- [OBJECTIVE]: The entries below are to be transcribed in full, without their images.

- [ENTRIES]:
—————

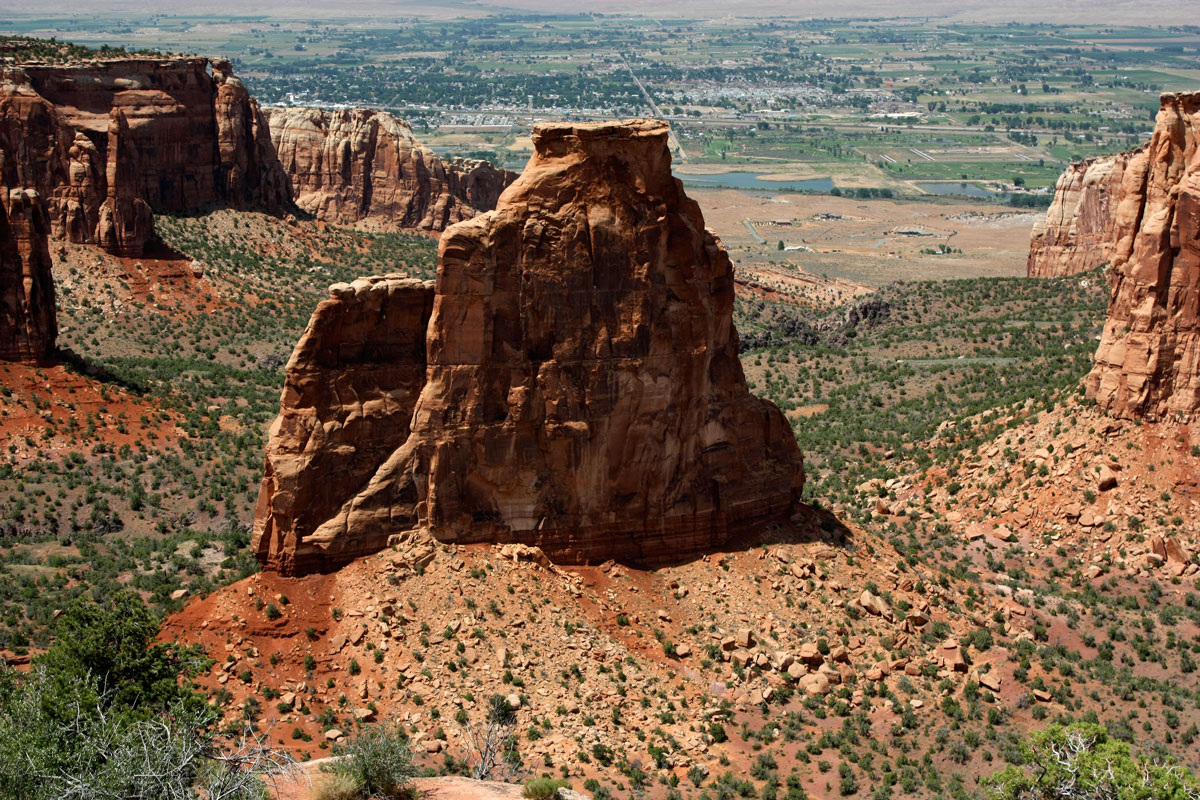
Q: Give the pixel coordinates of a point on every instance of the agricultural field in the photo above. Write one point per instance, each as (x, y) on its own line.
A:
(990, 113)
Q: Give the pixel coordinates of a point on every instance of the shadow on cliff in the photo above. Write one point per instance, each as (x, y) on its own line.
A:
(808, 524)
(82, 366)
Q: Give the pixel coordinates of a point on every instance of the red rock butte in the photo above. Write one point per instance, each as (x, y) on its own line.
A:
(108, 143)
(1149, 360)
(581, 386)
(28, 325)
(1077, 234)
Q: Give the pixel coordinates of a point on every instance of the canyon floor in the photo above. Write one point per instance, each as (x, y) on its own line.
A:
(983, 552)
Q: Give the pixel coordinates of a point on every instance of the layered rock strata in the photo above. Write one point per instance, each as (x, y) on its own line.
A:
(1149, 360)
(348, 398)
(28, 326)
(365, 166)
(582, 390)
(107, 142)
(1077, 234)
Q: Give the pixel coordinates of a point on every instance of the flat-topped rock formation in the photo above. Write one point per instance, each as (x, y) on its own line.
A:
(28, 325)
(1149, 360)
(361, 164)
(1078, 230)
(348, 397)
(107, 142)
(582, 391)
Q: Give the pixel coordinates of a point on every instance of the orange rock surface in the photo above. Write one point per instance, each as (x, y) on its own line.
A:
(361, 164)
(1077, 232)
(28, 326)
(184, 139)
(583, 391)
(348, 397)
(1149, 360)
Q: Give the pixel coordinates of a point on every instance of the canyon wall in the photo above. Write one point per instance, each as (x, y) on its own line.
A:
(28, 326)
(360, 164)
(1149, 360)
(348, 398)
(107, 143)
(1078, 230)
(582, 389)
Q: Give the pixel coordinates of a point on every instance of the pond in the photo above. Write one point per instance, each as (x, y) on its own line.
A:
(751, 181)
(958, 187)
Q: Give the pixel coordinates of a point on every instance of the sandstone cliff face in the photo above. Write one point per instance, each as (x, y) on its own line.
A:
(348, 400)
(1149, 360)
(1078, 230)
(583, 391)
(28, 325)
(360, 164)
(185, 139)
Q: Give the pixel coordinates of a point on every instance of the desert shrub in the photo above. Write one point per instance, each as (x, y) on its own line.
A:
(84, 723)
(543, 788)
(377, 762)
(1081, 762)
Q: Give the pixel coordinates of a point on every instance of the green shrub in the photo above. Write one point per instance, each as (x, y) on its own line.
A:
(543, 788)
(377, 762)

—————

- [FINAL ANSWER]:
Q: Give the pixel coordinates of a point on every instance of the agricultural field in the photo above. Write one point per instance, each as (x, y) on its own line.
A:
(990, 113)
Q: Give the pixel coordinates of a point on every instance of the shadow on cliff in the photo above. Write one point per instance, each as (x, y) on its own line.
A:
(808, 524)
(82, 366)
Q: Give the pixel coordinates of a point on every instance of the red rock butte in the photo above. Write one point per instance, each as (x, y) on its own line.
A:
(108, 143)
(1149, 360)
(581, 386)
(28, 325)
(1077, 234)
Q: Give the pixel coordinates of a point on every instance of the canyon floor in the photo above. Write one point per instance, each as (x, y) on its own line.
A:
(983, 552)
Q: Give the pixel coordinates of a point on every instance of the layered rock strata in the photo above. Write one point per instance, each as (x, y) on its own line.
A:
(1149, 360)
(348, 398)
(28, 326)
(365, 166)
(582, 390)
(107, 142)
(1077, 234)
Q: Give the pixel coordinates of a point on every instance of the flat-topped rock formation in the photo above. Write one point per instance, each as (x, y) on its own line.
A:
(28, 325)
(1149, 360)
(361, 164)
(1078, 230)
(348, 397)
(107, 142)
(582, 391)
Q: Give the pixel coordinates of a point on every instance of the orange rock surface in the photo above. Write one point per instance, each as (x, y) on its own line.
A:
(361, 164)
(1077, 232)
(28, 326)
(184, 139)
(583, 391)
(348, 397)
(1149, 360)
Q: Give the pixel coordinates of a point on every instance of the canyon wall in the photo above. Write one point per instance, each as (x, y) on its own line.
A:
(28, 326)
(360, 164)
(1149, 360)
(348, 398)
(107, 143)
(1078, 230)
(582, 389)
Q: Give the pixel coordinates of a point on every instance of the pond in the photo above. Write one point per instance, each as (x, y) on its own line.
A:
(751, 181)
(958, 187)
Q: Give the pixel coordinates of a point on every instance of the sandstone cliff face in the photo above. Write one point per instance, each as (x, y) on its own line.
A:
(348, 400)
(1149, 360)
(1078, 230)
(583, 391)
(28, 325)
(360, 164)
(185, 139)
Q: Give the pixel coordinates of a point on every instance of the desert shrub in the photo above. Write one point per instance, each as (x, y) on its own line.
A:
(84, 723)
(543, 788)
(377, 762)
(1081, 762)
Q: Give the pixel coordinates of a point on every instance of the green shrub in the photo above. Write one point per instance, each as (x, y) on its own line.
A:
(543, 788)
(377, 762)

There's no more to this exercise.